[Coordinate annotation rows]
---+---

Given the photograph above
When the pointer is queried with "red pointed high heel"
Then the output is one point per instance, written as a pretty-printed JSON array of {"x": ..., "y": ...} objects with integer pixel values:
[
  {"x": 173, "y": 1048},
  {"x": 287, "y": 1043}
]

---+---

▶ [Do this] Change "pointer" to "locator" throughout the rows and write them out again, leaving everything else unaltered.

▶ [Expected answer]
Given the photograph above
When the locator is queried with "red pointed high heel"
Then the output is one point per instance, written as a pretty-printed JSON array of {"x": ..., "y": ...} objects with integer pixel values:
[
  {"x": 173, "y": 1048},
  {"x": 287, "y": 1043}
]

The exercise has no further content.